* TEXT:

BEGIN

Joel Heckman used to run a 5K during his lunch hour. After sarcoidosis attacked his heart and lungs, he struggled just to walk across a small room.
Joel’s experience with sarcoidosis is in some ways a study of contrasts for the former Centennial Lakes Police Department police chief. The disease ravaged more than a third of his heart. After a lengthy medical journey, he received a heart transplant in 2009 at University of Minnesota Medical Center.
“I was healthy—and then I was sick. For someone who had made a career of service and protection, this was such a dramatic change. From saving others, to needing to be saved myself,” Joel said.
“I just couldn’t breathe.”
While serving as a chief of police for the Centennial Lakes Police Department, Joel noticed he was becoming unusually short-of-breath during his regular lunch hour run. An exploratory computed tomography (CT) scan showed scarring and nodules in Joel’s lungs, an inflamed spleen and inflamed lymph nodes. In January 2004, a local specialist diagnosed him with sarcoidosis. The autoimmune disease produces inflammation, most commonly in the lungs, which can then lead to scarring.
But two months later, Joel’s disease took a frightening turn when he experienced severe shortness of breath while climbing up a stopped escalator at a car show.
“My wife thought I was having a heart attack. I knew I wasn’t; I just couldn’t breathe.”
Back in the hospital, specialists confirmed the presence of sarcoidosis in Joel’s lungs, but it wasn’t enough to explain his severe shortness of breath. He was referred to a local cardiologist. On his first visit, the specialist told Joel the disease had entered his heart and was slowly converting portions of the heart muscle into non-functional scar tissue. This development caused an imbalance in his heartbeat; during a treadmill test, Joel’s atria beat at 160 beats per minute, while his ventricles, affected by sarcoidosis, pumped at 34 beats per minute. The specialist recommended a pacemaker to help control the heart muscle.
But the disease continued to progress and wreak havoc in Joel’s heart. In 2007, tests at Mayo Clinic revealed that 30 percent of Joel’s heart had been rendered useless scar tissue by the disease. In November 2007, the specialist told Joel he would soon need a heart transplant.
“Like a cell phone battery charge at 70 percent, my heart muscle was at 70 percent and was losing power fast,” Joel said.
“God has a purpose for me to be here.”
Given the option to have his heart transplant at Mayo Clinic or through University of Minnesota Health, Joel opted for UMN Health. In January 2008, he went through a week-long transplant evaluation. To buy time, Cardiovascular Surgeon Ranjit John, MD, and a care team implanted a left ventricular assist device (LVAD) in Joel.
Several months later, Joel received word that a donor heart was available. He was prepped for transplant, but just before the operation, doctors discovered the donor heart was not ideal for transplant.
In February 2009, Joel got another chance. UMN Health Cardiovascular Surgeon Kenneth Liao, MD, PhD, and Cardiovascular Surgeon Sara Shumway, MD, performed the transplant. The transplant was a success; for the first time in more than five years, Joel’s heart beat in a normal rhythm.
“Receiving the precious gift of a second chance at life because of the unselfish gift of my donor and my donor’s family is wonderful,” Joel said. “I had the total A-Team here at University of Minnesota Health.”
With a healthy heart, Joel has returned to his life of community service. He volunteers as an ambassador at organ procurement organization LifeSource, as a police chaplain and at his church. He also helps at Second Chance for Life Foundation, where he counsels fellow transplant patients in a support group.
Joel was the 670th University of Minnesota Health heart transplant recipient—a number he commemorated on a personalized license plate: “UMHT670.”
“I just feel like God has a purpose for me to be here. I appreciate that, and I want to make sure that I give back everything I can,” Joel said.

END

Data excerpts
BEGIN

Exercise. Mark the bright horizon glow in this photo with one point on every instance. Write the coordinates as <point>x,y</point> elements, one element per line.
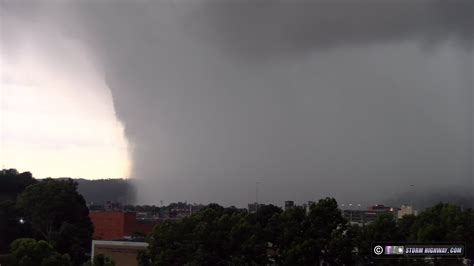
<point>57,117</point>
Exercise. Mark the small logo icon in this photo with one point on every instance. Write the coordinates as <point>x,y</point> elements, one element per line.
<point>378,250</point>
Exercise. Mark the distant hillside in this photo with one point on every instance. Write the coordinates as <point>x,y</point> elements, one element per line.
<point>427,198</point>
<point>102,190</point>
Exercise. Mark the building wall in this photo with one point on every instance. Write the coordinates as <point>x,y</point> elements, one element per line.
<point>115,225</point>
<point>110,225</point>
<point>122,253</point>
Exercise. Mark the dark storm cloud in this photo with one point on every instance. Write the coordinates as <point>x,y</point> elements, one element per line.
<point>312,99</point>
<point>263,28</point>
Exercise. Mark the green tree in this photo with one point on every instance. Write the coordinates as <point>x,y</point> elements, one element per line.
<point>29,252</point>
<point>12,225</point>
<point>102,260</point>
<point>13,183</point>
<point>58,214</point>
<point>213,236</point>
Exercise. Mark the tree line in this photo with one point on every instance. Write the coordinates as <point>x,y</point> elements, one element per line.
<point>46,223</point>
<point>271,236</point>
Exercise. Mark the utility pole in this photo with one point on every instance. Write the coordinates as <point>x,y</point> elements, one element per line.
<point>256,194</point>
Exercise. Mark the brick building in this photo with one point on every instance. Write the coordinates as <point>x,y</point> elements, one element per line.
<point>116,225</point>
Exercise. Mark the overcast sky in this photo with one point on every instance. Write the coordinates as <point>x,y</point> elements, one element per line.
<point>199,100</point>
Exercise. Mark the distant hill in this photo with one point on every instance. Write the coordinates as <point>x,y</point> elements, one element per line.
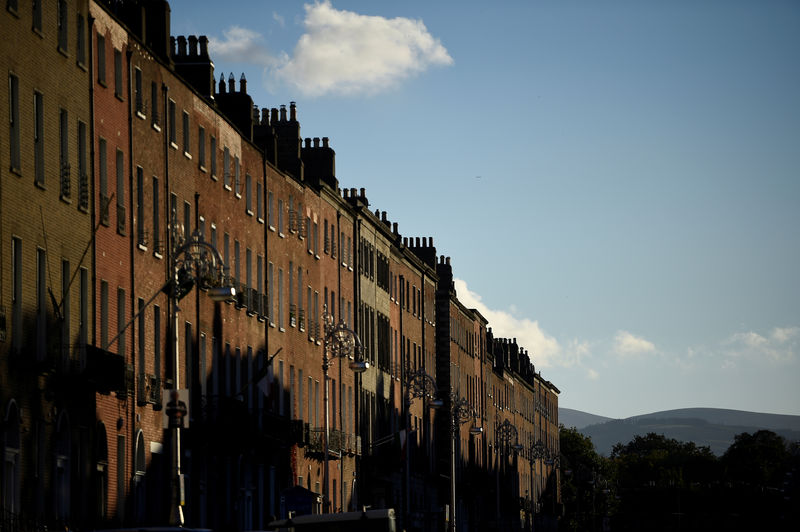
<point>713,427</point>
<point>575,418</point>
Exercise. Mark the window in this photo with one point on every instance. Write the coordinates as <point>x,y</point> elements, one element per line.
<point>13,115</point>
<point>280,298</point>
<point>280,216</point>
<point>83,311</point>
<point>121,321</point>
<point>141,234</point>
<point>62,25</point>
<point>41,303</point>
<point>260,202</point>
<point>156,218</point>
<point>118,73</point>
<point>63,122</point>
<point>101,60</point>
<point>270,210</point>
<point>300,394</point>
<point>120,192</point>
<point>37,15</point>
<point>237,179</point>
<point>173,132</point>
<point>83,176</point>
<point>248,193</point>
<point>81,40</point>
<point>213,150</point>
<point>104,199</point>
<point>186,139</point>
<point>157,341</point>
<point>137,92</point>
<point>270,292</point>
<point>38,138</point>
<point>201,147</point>
<point>16,294</point>
<point>226,167</point>
<point>154,118</point>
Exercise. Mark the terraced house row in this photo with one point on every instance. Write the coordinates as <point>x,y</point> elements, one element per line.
<point>119,150</point>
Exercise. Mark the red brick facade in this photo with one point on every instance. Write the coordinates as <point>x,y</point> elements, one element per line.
<point>94,224</point>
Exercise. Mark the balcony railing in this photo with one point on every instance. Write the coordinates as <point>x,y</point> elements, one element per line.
<point>105,202</point>
<point>120,218</point>
<point>66,181</point>
<point>83,191</point>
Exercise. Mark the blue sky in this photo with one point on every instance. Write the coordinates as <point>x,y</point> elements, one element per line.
<point>617,183</point>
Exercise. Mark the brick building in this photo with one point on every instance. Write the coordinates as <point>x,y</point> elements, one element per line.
<point>122,146</point>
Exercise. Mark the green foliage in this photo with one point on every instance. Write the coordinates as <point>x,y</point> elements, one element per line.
<point>659,483</point>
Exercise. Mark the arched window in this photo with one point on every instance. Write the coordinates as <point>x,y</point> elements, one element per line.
<point>9,472</point>
<point>61,484</point>
<point>101,473</point>
<point>139,493</point>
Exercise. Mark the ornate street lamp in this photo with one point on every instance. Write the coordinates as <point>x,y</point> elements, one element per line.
<point>194,262</point>
<point>505,433</point>
<point>537,451</point>
<point>419,385</point>
<point>340,341</point>
<point>460,413</point>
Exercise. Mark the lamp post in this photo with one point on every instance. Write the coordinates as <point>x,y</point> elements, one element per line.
<point>460,413</point>
<point>418,385</point>
<point>505,432</point>
<point>537,451</point>
<point>194,262</point>
<point>340,341</point>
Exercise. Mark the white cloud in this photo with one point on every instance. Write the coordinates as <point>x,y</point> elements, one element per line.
<point>342,52</point>
<point>243,46</point>
<point>779,345</point>
<point>545,350</point>
<point>628,345</point>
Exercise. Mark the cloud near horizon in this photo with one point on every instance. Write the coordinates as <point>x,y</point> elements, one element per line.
<point>545,350</point>
<point>346,53</point>
<point>627,345</point>
<point>242,45</point>
<point>778,346</point>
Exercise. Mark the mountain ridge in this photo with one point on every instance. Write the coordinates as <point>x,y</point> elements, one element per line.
<point>712,427</point>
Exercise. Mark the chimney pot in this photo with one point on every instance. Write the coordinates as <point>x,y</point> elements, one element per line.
<point>203,40</point>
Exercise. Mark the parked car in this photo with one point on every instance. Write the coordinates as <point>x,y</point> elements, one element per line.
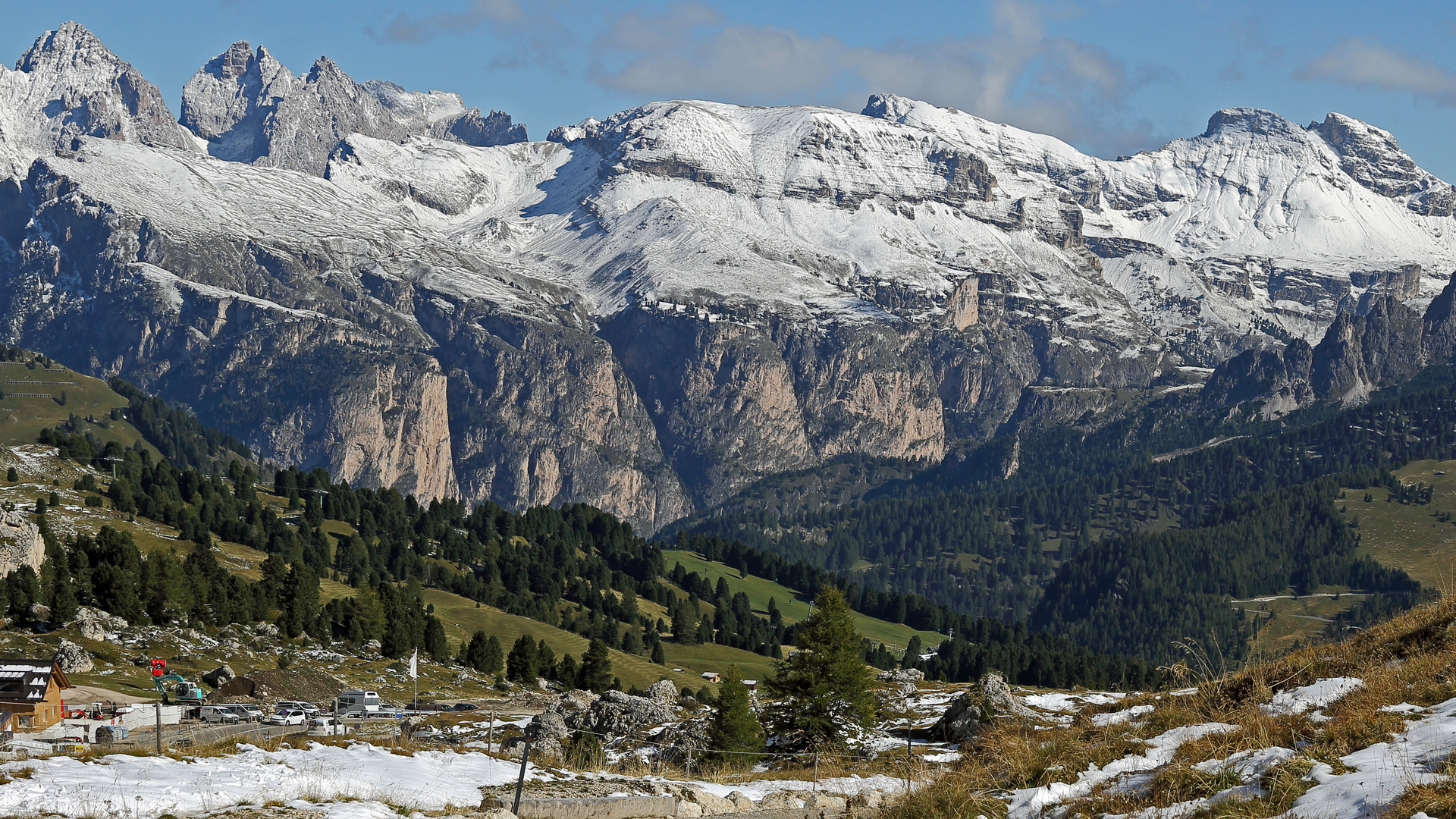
<point>293,717</point>
<point>218,714</point>
<point>249,713</point>
<point>296,706</point>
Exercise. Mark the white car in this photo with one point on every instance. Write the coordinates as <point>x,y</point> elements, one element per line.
<point>249,713</point>
<point>287,719</point>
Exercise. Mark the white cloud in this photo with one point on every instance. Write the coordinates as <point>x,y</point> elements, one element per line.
<point>1366,64</point>
<point>1015,74</point>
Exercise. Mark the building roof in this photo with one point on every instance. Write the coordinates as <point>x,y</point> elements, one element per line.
<point>28,679</point>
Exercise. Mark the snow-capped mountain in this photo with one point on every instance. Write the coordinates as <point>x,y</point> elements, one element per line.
<point>251,108</point>
<point>67,86</point>
<point>653,311</point>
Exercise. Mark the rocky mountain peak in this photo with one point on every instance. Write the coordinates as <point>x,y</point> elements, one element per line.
<point>71,44</point>
<point>71,85</point>
<point>1251,121</point>
<point>1372,158</point>
<point>251,108</point>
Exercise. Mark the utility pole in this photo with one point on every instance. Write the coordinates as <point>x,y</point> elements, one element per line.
<point>520,780</point>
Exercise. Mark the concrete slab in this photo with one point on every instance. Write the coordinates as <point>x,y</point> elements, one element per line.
<point>590,808</point>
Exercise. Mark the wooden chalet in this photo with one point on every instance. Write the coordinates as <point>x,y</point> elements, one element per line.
<point>31,692</point>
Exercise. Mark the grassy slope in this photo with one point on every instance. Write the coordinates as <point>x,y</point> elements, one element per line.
<point>789,602</point>
<point>24,417</point>
<point>1408,535</point>
<point>462,618</point>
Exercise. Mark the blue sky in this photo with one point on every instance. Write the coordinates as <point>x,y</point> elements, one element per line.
<point>1110,76</point>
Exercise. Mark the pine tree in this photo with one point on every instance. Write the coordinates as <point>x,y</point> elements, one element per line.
<point>685,626</point>
<point>734,735</point>
<point>472,653</point>
<point>596,668</point>
<point>824,687</point>
<point>520,664</point>
<point>494,656</point>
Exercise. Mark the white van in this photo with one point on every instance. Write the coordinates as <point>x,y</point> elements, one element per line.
<point>359,703</point>
<point>218,714</point>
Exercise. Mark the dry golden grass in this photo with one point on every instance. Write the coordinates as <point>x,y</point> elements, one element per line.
<point>1408,659</point>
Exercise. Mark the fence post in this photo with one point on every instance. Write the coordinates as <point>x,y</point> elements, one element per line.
<point>520,780</point>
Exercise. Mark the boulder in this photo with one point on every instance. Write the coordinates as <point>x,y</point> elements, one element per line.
<point>778,800</point>
<point>661,691</point>
<point>218,676</point>
<point>549,725</point>
<point>711,805</point>
<point>73,659</point>
<point>977,706</point>
<point>826,805</point>
<point>95,624</point>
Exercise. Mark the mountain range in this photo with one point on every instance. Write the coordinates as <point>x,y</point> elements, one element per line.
<point>653,311</point>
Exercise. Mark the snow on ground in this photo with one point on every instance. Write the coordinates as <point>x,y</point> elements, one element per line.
<point>152,786</point>
<point>1382,771</point>
<point>1071,703</point>
<point>1119,717</point>
<point>1027,803</point>
<point>1315,695</point>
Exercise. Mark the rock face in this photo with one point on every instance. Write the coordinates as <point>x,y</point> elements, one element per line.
<point>67,86</point>
<point>218,676</point>
<point>20,542</point>
<point>95,624</point>
<point>1359,354</point>
<point>653,312</point>
<point>971,708</point>
<point>73,659</point>
<point>251,108</point>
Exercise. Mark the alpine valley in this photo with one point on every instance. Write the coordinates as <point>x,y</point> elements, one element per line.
<point>653,312</point>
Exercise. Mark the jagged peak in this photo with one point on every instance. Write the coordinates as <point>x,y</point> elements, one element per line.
<point>69,42</point>
<point>889,107</point>
<point>1251,120</point>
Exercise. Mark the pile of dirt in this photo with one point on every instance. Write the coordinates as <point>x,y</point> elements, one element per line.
<point>267,687</point>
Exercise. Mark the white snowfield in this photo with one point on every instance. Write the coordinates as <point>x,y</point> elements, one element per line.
<point>727,212</point>
<point>356,781</point>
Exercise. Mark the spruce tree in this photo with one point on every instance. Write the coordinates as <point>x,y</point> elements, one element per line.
<point>823,689</point>
<point>494,656</point>
<point>734,735</point>
<point>685,626</point>
<point>596,668</point>
<point>520,664</point>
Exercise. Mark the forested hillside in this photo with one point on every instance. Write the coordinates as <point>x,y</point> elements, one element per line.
<point>576,567</point>
<point>1082,516</point>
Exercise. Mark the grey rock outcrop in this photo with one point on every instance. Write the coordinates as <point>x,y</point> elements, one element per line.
<point>218,676</point>
<point>69,85</point>
<point>95,624</point>
<point>251,108</point>
<point>1359,354</point>
<point>73,659</point>
<point>20,542</point>
<point>989,698</point>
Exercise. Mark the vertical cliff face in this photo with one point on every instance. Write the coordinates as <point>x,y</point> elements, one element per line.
<point>545,414</point>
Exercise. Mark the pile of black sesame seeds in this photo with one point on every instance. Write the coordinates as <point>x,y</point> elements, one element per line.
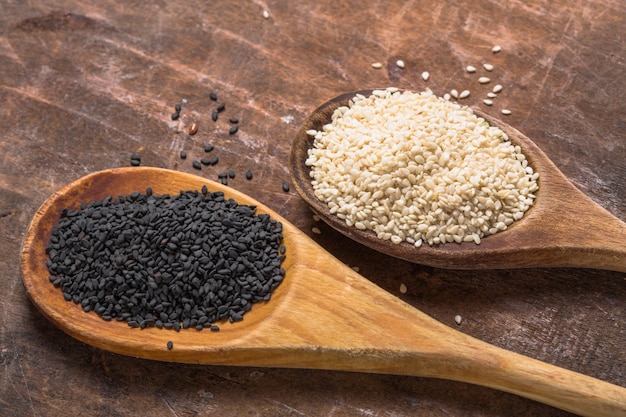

END

In the story of Joel Heckman's sarcoidosis, why was he referred to a cardiologist after his return to the hospital?

Specialists confirmed sarcoidosis in his lungs, but that was not enough to explain his severe shortness of breath.